— Start of AVAILABLE DATA —
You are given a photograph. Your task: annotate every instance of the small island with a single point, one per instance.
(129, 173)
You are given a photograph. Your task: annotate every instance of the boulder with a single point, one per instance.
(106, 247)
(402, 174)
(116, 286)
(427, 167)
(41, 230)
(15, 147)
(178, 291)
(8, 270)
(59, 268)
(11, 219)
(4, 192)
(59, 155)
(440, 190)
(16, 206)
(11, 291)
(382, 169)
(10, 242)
— End of AVAILABLE DATA —
SET TASK: Give as a JSON list of strings, one per line with blank lines omitted, everything in the rows from the line containing "boulder with a single point, one per instance." down to the end of the rows.

FULL OUTPUT:
[
  "You are given a photograph. Your task: annotate every instance of the boulder with a single point, one per instance.",
  "(106, 247)",
  "(402, 174)",
  "(116, 286)",
  "(427, 167)",
  "(41, 230)",
  "(15, 147)",
  "(178, 291)",
  "(8, 270)",
  "(59, 268)",
  "(11, 219)",
  "(4, 192)",
  "(59, 155)",
  "(440, 190)",
  "(16, 206)",
  "(11, 291)",
  "(382, 169)",
  "(10, 242)"
]